→ Brief: Show every line in the rows below that contains the word "basketball", matching case exactly.

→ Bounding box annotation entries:
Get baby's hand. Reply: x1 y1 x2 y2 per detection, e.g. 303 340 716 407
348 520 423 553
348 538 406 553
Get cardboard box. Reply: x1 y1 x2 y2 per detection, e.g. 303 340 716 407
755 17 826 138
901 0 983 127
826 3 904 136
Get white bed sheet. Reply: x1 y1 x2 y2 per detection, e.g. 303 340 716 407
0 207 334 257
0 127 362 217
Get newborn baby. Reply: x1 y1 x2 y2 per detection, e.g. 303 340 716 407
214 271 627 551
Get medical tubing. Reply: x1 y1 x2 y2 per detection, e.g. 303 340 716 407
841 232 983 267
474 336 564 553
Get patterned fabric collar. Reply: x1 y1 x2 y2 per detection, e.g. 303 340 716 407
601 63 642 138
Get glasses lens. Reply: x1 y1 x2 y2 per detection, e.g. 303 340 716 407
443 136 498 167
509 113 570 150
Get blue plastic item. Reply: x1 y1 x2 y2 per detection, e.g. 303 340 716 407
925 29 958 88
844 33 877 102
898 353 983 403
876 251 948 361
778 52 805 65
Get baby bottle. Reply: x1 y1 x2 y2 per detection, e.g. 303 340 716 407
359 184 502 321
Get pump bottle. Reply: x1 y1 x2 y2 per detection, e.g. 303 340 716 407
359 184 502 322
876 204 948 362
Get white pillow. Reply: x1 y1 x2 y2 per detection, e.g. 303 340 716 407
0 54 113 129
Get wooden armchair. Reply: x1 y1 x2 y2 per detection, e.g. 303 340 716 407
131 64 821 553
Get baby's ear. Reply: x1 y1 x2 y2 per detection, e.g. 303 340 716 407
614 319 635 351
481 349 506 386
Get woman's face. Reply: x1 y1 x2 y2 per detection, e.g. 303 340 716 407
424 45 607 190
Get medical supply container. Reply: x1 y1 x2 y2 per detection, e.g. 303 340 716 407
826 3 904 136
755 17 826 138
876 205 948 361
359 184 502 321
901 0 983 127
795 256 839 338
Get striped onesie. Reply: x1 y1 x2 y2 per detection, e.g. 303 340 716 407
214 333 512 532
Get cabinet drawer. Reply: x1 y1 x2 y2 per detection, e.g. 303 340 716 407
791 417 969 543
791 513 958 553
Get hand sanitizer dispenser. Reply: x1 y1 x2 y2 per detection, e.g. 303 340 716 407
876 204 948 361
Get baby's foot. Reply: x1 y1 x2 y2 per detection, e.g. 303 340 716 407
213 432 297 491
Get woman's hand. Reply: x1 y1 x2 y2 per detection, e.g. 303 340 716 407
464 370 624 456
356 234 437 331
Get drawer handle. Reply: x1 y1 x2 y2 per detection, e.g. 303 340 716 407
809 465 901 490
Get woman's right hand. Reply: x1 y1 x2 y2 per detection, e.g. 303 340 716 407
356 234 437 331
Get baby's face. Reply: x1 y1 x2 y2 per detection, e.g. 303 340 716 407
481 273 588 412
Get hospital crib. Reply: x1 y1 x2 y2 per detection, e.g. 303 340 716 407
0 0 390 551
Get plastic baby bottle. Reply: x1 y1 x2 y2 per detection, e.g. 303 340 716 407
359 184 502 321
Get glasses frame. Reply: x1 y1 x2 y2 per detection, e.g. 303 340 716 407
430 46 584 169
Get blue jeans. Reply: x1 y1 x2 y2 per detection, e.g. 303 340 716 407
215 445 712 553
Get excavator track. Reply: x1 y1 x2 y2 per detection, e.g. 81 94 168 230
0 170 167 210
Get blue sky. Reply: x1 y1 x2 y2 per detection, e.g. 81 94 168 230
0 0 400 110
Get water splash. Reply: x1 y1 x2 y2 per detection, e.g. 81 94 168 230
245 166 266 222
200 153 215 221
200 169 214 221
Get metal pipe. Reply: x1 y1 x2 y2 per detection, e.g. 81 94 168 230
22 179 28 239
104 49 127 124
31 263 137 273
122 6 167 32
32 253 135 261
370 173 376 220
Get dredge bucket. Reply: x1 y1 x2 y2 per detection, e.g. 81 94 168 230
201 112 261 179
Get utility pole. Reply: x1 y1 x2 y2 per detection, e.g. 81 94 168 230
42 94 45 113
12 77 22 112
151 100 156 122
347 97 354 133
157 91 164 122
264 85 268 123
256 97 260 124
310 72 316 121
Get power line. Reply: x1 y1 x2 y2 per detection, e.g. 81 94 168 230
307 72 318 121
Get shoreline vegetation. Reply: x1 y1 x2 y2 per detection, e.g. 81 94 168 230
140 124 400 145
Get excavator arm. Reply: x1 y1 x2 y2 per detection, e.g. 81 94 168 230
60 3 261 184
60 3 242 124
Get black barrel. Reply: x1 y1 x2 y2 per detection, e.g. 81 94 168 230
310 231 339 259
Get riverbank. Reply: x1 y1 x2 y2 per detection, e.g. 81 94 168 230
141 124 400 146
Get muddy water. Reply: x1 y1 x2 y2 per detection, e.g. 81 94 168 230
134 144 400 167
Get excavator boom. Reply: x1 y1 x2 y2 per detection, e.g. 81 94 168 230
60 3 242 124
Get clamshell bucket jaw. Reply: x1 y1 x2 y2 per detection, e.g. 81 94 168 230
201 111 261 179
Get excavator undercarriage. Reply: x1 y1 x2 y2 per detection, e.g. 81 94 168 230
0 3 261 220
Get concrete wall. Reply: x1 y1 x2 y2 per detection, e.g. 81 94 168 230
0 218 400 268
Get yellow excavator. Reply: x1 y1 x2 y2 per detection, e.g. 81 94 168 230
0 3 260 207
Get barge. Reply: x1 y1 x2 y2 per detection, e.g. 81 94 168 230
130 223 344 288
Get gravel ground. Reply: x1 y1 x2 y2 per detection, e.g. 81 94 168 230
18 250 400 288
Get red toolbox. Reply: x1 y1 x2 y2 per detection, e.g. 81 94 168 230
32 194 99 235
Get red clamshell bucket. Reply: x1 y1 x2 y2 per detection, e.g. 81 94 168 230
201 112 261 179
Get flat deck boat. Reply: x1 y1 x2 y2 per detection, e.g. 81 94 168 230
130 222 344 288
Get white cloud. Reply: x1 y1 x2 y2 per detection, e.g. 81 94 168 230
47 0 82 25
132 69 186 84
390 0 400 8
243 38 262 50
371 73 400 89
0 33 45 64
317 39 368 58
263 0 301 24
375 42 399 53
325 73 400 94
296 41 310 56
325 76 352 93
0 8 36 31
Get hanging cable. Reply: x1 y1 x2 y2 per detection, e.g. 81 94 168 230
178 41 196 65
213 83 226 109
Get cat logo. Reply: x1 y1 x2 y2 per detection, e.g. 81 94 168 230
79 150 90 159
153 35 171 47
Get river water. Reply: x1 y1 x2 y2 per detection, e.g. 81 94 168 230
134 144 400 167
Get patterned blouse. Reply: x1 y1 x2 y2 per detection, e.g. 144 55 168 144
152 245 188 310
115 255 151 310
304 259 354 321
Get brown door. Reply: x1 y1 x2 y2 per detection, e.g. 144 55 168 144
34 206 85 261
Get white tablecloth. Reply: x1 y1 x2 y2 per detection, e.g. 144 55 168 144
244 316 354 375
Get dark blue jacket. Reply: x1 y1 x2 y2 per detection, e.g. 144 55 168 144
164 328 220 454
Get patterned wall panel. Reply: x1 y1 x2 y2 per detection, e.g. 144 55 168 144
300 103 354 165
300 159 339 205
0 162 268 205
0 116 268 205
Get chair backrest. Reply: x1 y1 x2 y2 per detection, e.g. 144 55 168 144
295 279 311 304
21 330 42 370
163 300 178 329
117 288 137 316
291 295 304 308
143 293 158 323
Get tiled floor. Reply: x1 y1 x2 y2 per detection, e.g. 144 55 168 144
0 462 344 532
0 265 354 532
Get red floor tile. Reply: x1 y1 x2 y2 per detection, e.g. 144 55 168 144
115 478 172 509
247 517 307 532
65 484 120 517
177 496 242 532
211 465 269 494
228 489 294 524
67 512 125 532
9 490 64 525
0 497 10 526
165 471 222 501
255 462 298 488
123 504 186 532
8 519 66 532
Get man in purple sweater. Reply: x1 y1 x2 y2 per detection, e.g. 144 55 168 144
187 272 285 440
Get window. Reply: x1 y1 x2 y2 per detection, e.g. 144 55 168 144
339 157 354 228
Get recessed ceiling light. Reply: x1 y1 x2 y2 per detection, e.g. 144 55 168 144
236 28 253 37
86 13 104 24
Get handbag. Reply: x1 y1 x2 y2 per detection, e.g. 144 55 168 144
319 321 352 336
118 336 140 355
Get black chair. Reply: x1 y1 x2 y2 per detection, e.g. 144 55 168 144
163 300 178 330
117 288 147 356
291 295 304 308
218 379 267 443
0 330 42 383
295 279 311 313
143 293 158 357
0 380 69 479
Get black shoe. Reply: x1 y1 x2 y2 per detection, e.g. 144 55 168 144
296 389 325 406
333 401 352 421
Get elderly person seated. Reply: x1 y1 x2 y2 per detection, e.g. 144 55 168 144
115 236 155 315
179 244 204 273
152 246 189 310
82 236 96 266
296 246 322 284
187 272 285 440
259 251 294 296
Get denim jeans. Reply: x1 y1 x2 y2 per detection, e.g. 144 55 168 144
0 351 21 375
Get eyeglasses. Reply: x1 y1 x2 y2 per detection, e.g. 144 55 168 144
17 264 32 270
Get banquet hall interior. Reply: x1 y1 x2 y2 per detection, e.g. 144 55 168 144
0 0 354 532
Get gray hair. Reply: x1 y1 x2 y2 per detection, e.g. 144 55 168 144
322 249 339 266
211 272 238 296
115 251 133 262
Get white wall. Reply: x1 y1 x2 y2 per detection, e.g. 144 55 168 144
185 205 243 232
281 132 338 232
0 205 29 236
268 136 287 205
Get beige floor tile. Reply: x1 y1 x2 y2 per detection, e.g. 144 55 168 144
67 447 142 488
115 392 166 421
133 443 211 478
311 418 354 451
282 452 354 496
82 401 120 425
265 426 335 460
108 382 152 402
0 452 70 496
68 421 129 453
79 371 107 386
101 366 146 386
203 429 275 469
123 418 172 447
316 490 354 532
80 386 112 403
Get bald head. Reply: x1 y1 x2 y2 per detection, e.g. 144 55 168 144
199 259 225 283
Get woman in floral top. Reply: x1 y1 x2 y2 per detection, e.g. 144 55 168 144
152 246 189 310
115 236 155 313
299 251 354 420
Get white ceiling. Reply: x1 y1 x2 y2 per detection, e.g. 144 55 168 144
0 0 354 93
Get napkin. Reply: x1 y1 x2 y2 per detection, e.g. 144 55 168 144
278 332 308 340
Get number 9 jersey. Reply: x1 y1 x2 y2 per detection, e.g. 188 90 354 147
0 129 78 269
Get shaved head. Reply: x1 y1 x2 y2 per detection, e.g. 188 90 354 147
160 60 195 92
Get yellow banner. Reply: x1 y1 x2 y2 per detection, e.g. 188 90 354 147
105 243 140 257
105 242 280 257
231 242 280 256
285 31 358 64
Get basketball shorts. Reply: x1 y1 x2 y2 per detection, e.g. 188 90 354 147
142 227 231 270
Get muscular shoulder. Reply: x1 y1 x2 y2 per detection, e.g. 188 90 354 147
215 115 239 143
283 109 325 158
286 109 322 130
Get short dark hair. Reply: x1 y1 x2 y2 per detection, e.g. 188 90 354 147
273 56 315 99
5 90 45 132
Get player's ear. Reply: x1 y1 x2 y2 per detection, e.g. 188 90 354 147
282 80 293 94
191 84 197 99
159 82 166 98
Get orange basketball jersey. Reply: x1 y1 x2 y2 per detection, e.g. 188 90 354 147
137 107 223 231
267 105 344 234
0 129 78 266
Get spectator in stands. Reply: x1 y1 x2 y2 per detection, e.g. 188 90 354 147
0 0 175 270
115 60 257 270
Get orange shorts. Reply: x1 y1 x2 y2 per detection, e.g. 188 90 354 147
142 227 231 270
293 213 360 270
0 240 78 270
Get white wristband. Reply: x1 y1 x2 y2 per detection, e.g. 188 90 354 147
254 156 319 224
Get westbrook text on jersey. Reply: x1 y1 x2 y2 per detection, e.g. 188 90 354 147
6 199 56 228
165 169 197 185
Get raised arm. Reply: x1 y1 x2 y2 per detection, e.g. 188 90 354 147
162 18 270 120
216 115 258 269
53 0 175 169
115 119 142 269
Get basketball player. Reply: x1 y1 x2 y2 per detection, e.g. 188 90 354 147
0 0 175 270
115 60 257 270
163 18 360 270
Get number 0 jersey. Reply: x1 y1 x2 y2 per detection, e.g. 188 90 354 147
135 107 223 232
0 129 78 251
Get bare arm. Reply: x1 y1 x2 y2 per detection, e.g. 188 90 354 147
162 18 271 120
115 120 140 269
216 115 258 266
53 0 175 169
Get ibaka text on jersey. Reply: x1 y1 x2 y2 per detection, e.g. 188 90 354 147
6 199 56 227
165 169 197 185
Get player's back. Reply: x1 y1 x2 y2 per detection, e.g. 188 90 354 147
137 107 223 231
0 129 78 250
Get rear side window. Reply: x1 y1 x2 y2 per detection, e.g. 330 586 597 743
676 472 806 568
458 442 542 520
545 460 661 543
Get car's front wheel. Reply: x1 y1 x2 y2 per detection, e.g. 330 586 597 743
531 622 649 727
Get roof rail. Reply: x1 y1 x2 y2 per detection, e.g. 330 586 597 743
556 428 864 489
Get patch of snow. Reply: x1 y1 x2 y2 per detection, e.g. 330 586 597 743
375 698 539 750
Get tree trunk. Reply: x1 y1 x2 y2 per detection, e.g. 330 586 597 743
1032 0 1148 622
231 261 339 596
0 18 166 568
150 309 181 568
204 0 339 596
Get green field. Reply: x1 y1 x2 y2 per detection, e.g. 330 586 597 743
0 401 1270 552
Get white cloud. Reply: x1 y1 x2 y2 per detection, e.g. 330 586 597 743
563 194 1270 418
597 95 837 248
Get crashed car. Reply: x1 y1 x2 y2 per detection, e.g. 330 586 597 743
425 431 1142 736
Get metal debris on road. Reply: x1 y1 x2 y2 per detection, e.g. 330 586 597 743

→ Full answer:
Get basketball shorts. Reply: x1 y1 x2 y2 per detection, e.g. 188 90 354 147
Get orange basketball jersey. Reply: x1 y1 x2 y2 per detection, e.g. 188 90 354 147
Get basketball player. Reply: x1 y1 x2 y2 per detection, e.g. 188 90 354 147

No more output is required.